§ Record excerpts

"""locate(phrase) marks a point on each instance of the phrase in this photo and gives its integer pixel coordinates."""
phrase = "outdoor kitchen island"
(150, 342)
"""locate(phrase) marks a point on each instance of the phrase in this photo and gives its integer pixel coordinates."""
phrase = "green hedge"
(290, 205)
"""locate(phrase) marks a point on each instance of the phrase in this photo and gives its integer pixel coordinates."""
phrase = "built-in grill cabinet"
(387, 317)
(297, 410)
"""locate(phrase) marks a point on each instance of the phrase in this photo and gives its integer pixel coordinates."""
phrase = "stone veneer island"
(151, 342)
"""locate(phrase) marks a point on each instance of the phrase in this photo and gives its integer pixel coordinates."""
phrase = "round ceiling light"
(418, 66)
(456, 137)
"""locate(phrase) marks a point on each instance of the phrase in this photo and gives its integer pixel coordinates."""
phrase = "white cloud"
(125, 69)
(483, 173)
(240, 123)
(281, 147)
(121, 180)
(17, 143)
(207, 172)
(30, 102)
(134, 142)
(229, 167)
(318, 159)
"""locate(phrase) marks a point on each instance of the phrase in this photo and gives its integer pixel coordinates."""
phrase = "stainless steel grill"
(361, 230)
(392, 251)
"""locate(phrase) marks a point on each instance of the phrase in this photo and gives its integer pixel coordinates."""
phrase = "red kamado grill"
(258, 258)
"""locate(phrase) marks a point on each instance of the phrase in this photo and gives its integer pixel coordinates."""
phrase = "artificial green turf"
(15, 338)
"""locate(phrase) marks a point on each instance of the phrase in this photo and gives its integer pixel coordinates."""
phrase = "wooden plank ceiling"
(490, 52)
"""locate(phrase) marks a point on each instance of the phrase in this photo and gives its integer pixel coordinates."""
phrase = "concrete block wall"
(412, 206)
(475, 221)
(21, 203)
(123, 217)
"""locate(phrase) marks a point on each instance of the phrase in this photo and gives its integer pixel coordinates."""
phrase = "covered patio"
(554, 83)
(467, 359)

§ Exercise requirements
Would you repeat each of the records above exactly?

§ Answer to this problem
"""locate(phrase) marks a point on each instance of the phrase in this photo and gives its integer pixel coordinates."""
phrase = "outdoor kitchen island"
(150, 342)
"""locate(phrase) marks a point on each instance of the phrase in this photo and gives its integer pixel coordinates."""
phrase = "green hedge"
(290, 205)
"""locate(phrase) marks a point on each instance of the phrase in this photo and gives its integer pixel coordinates."""
phrase = "built-in grill cabinet"
(387, 317)
(297, 410)
"""locate(phrase) marks a point on each instance of the phrase in this photo and gives its integer pixel coordinates."""
phrase = "stone veneer island"
(151, 342)
"""locate(phrase) marks a point on each instance of the phrase in this photo and gives its integer pixel coordinates."""
phrase = "round ceiling light"
(418, 66)
(456, 137)
"""locate(phrase) marks a point on each instance of the phrase in this photo and gives its integer pixel coordinates."""
phrase = "white cloud"
(125, 69)
(483, 173)
(240, 123)
(281, 147)
(121, 180)
(17, 143)
(207, 172)
(30, 102)
(134, 142)
(229, 167)
(318, 159)
"""locate(phrase) marks a point on each instance of the phrase in this photo and gives its integer pixel coordinates."""
phrase = "stainless steel grill"
(361, 230)
(392, 251)
"""locate(phrase) marks a point on each instance of the phrase in this photo and gives its integer pixel coordinates."""
phrase = "red kamado grill"
(258, 258)
"""locate(phrase) marks a point on each instance of the phrase in this photo and gives its integer pixel coordinates."""
phrase = "artificial green turf"
(15, 338)
"""locate(phrase) marks a point on each instance of the phrase in this photo and gives its integer pixel coordinates."""
phrase = "wooden plank ceiling"
(490, 52)
"""locate(phrase) marks a point on each instance of the phrase in this photo and gives its integer pixel coordinates."""
phrase = "concrete block wall"
(412, 206)
(475, 221)
(21, 203)
(123, 217)
"""locate(phrase) marks a point on each instance of the phrase in this photo and gives its integer pixel coordinates."""
phrase = "covered patio"
(554, 83)
(467, 359)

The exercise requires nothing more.